**Requirement:**
Lay out everything in the material below, from the line containing "Return the polygon of every instance of the green feathery" down through its end, as a Markdown table with the columns Row and Line. Number each line in Row, put its text in Line, and leave out blank lines.
______________________________
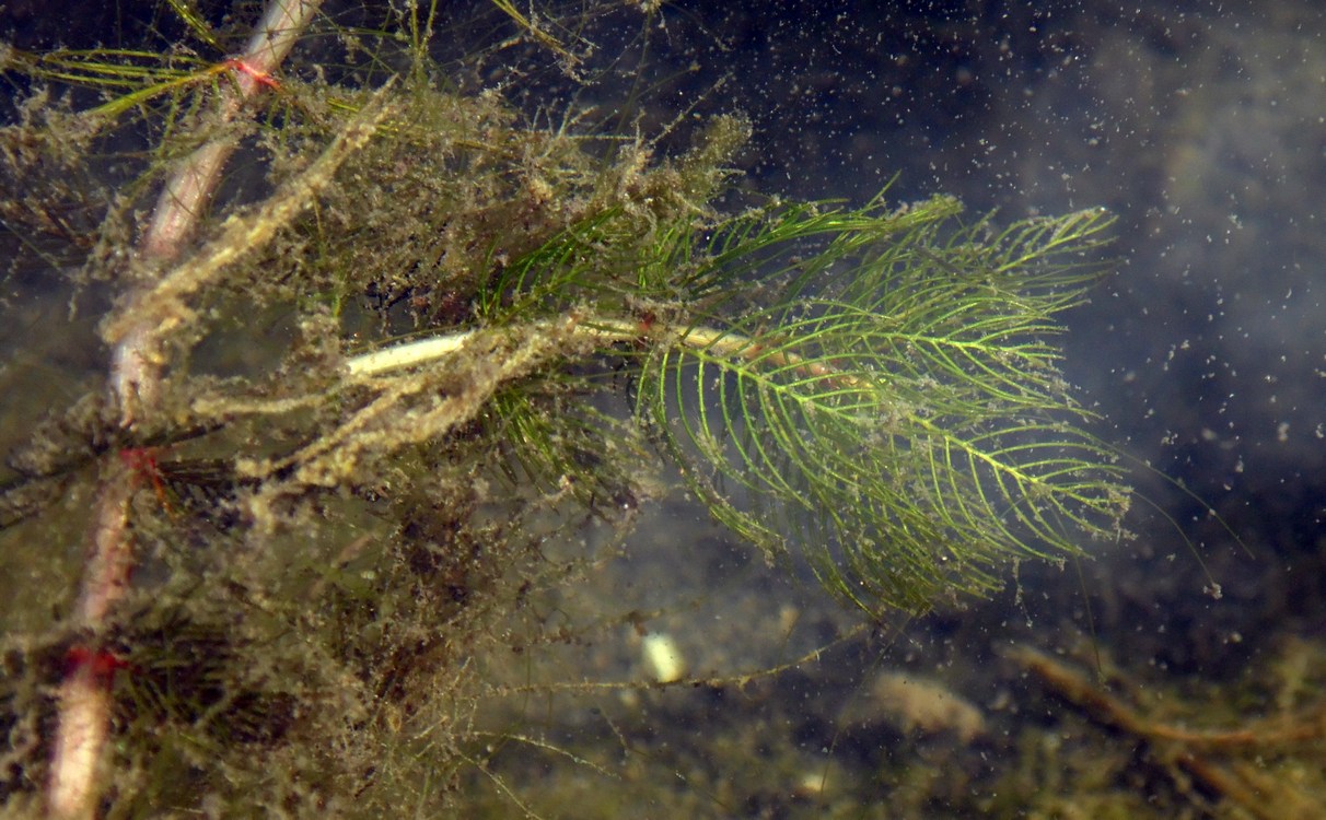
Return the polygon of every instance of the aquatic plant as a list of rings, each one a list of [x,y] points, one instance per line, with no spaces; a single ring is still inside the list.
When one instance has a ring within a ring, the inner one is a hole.
[[[550,534],[625,537],[650,453],[873,615],[1119,537],[1122,470],[1053,344],[1107,215],[720,207],[739,115],[675,156],[540,127],[447,81],[435,5],[363,12],[273,0],[228,57],[237,32],[170,3],[168,44],[4,54],[36,83],[0,142],[15,264],[115,294],[105,387],[36,427],[0,499],[16,564],[82,578],[57,619],[23,593],[8,619],[7,799],[369,811],[453,774],[467,658],[590,571],[544,560]],[[217,192],[236,151],[256,172]]]

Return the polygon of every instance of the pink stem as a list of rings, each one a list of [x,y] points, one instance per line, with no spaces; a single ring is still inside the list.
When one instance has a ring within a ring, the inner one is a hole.
[[[233,121],[245,101],[272,85],[269,76],[320,5],[321,0],[271,0],[244,56],[232,62],[235,83],[221,90],[220,123]],[[162,188],[151,225],[143,234],[141,260],[166,266],[180,256],[233,151],[235,140],[221,135],[200,146],[176,168]],[[130,294],[130,303],[135,295],[141,293]],[[160,329],[149,321],[134,325],[111,352],[111,397],[118,403],[126,429],[156,412],[164,368],[163,344]],[[102,478],[74,615],[77,627],[93,633],[105,625],[107,613],[123,597],[134,564],[129,523],[134,482],[129,472],[117,465]],[[58,709],[46,787],[48,811],[53,817],[93,817],[98,797],[97,768],[110,734],[110,692],[105,672],[86,658],[73,664],[60,688]]]

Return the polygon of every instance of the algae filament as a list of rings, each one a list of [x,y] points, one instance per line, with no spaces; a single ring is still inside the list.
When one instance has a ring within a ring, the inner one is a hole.
[[[475,26],[475,70],[507,38],[579,70],[574,29],[497,5],[517,23]],[[314,19],[231,119],[208,114],[239,82],[219,49],[245,32],[215,9],[163,4],[133,48],[5,54],[32,89],[0,132],[8,281],[58,261],[110,287],[102,340],[139,334],[162,374],[138,407],[98,387],[25,420],[8,461],[7,567],[46,579],[5,616],[12,807],[42,803],[53,692],[95,658],[107,816],[455,809],[418,784],[483,771],[471,660],[564,640],[526,601],[594,563],[546,544],[621,543],[659,453],[873,615],[1120,535],[1122,469],[1053,344],[1105,213],[737,197],[739,114],[670,152],[521,110],[518,78],[465,90],[430,61],[438,8],[392,8]],[[215,140],[243,162],[180,256],[145,260],[162,180]],[[78,620],[107,486],[134,568]]]

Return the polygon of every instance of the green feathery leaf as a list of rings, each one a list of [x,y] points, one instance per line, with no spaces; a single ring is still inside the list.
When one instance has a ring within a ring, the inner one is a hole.
[[[936,199],[733,221],[693,293],[731,309],[724,289],[778,290],[735,318],[696,311],[642,375],[639,411],[713,514],[866,608],[988,592],[1000,562],[1118,537],[1127,506],[1046,340],[1110,219],[994,233],[955,213]]]

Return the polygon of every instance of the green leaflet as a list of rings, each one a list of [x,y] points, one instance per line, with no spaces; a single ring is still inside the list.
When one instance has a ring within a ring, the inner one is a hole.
______________________________
**Complete output:**
| Row | Line |
|---|---|
| 1 | Return the polygon of every instance of the green feathery leaf as a list of rings, each one a list of [x,y] points, one instance per line, with no spaces; a single ring is still inside the list. |
| 2 | When one instance has a ring within a ring, the inner one is a hole. |
| 3 | [[[936,199],[733,221],[693,293],[731,309],[724,289],[778,290],[735,318],[696,311],[642,375],[639,411],[713,514],[866,608],[988,592],[1000,562],[1118,537],[1127,506],[1046,340],[1110,219],[994,233],[955,213]]] |
| 4 | Return the polygon of every instance of the green leaflet as a list of rings, each one a list of [x,y] points, one instance per line, with no spaces; a single ring is still inside the list. |
| 5 | When one instance has a ring within a ring, the inner one is a hole. |